* Task goal
When copying the entries below, leave out every picture and keep the rest exact.

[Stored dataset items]
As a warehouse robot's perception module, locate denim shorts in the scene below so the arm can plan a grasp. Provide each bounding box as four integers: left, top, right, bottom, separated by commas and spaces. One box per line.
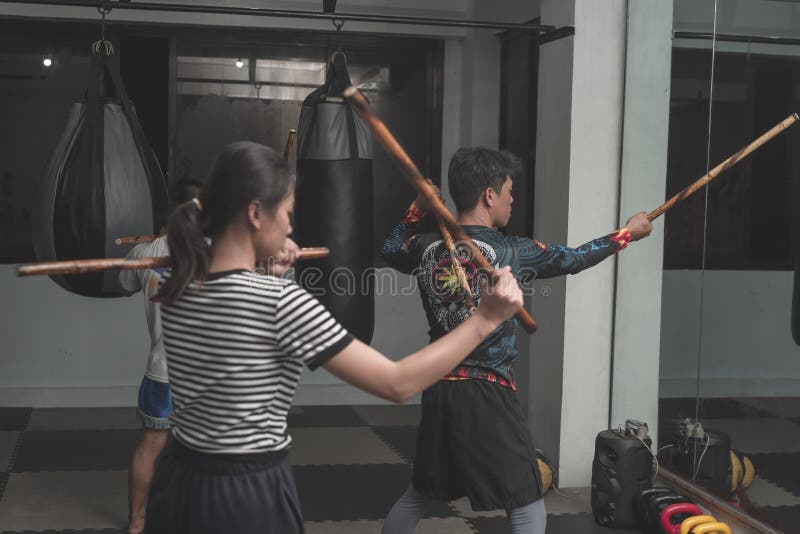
137, 376, 173, 430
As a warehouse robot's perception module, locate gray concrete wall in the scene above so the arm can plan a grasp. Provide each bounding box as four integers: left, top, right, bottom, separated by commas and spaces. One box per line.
0, 266, 432, 406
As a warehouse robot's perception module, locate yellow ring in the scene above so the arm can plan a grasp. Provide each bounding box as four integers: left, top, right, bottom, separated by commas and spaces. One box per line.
692, 522, 732, 534
680, 515, 717, 534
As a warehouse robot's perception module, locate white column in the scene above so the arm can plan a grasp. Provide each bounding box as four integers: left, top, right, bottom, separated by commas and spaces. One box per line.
530, 0, 627, 488
610, 0, 672, 447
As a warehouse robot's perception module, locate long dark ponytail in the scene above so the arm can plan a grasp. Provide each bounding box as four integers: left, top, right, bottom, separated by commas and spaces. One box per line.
159, 141, 292, 304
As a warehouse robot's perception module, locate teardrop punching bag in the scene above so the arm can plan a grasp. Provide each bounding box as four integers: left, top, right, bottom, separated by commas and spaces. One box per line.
32, 49, 169, 298
295, 54, 374, 343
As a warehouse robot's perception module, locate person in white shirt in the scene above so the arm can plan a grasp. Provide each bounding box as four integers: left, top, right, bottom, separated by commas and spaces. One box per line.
119, 177, 200, 534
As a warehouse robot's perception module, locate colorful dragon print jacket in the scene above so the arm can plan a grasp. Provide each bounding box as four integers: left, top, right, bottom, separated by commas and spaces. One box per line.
381, 205, 631, 388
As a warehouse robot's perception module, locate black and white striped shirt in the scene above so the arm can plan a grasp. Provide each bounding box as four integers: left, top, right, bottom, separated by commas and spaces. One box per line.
160, 269, 353, 454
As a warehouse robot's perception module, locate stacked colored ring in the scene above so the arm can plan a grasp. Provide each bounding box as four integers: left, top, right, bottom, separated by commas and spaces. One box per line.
680, 515, 719, 534
691, 523, 732, 534
660, 503, 703, 534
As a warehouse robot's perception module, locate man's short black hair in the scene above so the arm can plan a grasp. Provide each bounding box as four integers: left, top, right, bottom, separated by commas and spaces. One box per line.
447, 147, 521, 213
172, 176, 204, 206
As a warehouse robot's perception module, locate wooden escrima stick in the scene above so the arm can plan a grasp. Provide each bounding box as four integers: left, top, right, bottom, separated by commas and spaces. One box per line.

* Answer box
As a warehouse robot's perception module, locate denim shorts in the scene below so the arm can plan a grasp. Provide each bounding box as four integers: left, top, right, bottom, separated by commas and spaces. One box per line.
137, 376, 173, 430
As a warehouse robot's perception module, locate gray concrete wall in the scene above so the arm can plan a grasp. Provide each bounding box as four integers: left, top, right, bottom, separated by commas and spaces. One box per line.
0, 266, 432, 406
As a warehouse robot's perception module, locate yellow ring in the scene above so the arm can plan a grasp. Provide each bounding box as four integers: left, top, right, bottom, separated by commas and spaces. One box per line.
692, 522, 732, 534
680, 515, 717, 534
As a warehouse robot's perception module, locate white column in the scene above so the arm can plan a grasp. Provide each bounding box as four integers: left, top, right, bottom, separated by commas and spaces. One box per line.
530, 0, 627, 488
610, 0, 672, 447
As a warehouse robot's perception module, locate long dark ponytail in the scene above so the arm can plan a grasp. Provide each bounding box as four integers: left, top, right, bottom, separated by commas and spaces. One box per line.
159, 141, 292, 304
As a warehouse robot's perception module, locate teardrop punching bag in the scene above so the arm can plan a grasp. Provide each bounding box as four integers: left, top, right, bottom, separated by commas and spaces. One box per line.
32, 49, 169, 298
295, 54, 374, 343
As a warehouse robot's perception module, locate person in white shirt in the scene above so the arm can plan a grasp. Provide each bounding box as four integers: left, top, right, bottom, separated by commas and spaces. One box per line.
119, 177, 200, 534
As a warehouse robot's perception module, locate colorful dragon print jacket in the scene above so the arm can plan a grasp. Provide each bounding box as four integers: left, top, right, bottom, separated by commas and spaces. One box per line.
381, 205, 631, 388
As a warehouse robot's perception module, locate black and white striped shirt in the scene above so the arm can plan a grasp. Provide each bounding box as four integers: left, top, right, bottom, separated by commas and spaces. One box per line.
160, 269, 353, 454
As a warehouse robot's perception module, locate stacked colored ring in the scene above so the arm can plan a grasp. Provide each bounding box as four integers: left, top, right, bottom, separated by commas and spaces. One box per line.
680, 515, 719, 534
691, 523, 732, 534
660, 503, 703, 534
As a warehouse robot's perception module, locate man's short black hair in the scene above so the arm can plan a grasp. Provide each bounding box as four integers: left, top, right, bottom, separated by commas and spaces. One box per line.
447, 147, 521, 213
172, 176, 204, 206
As a warehouse robot's perception module, locate wooden escrima stick in the scene above so the arm can plan a grasp. Provide each bounding box as four integers: left, top, right, bottom, separated by commas and spaces. One box per line.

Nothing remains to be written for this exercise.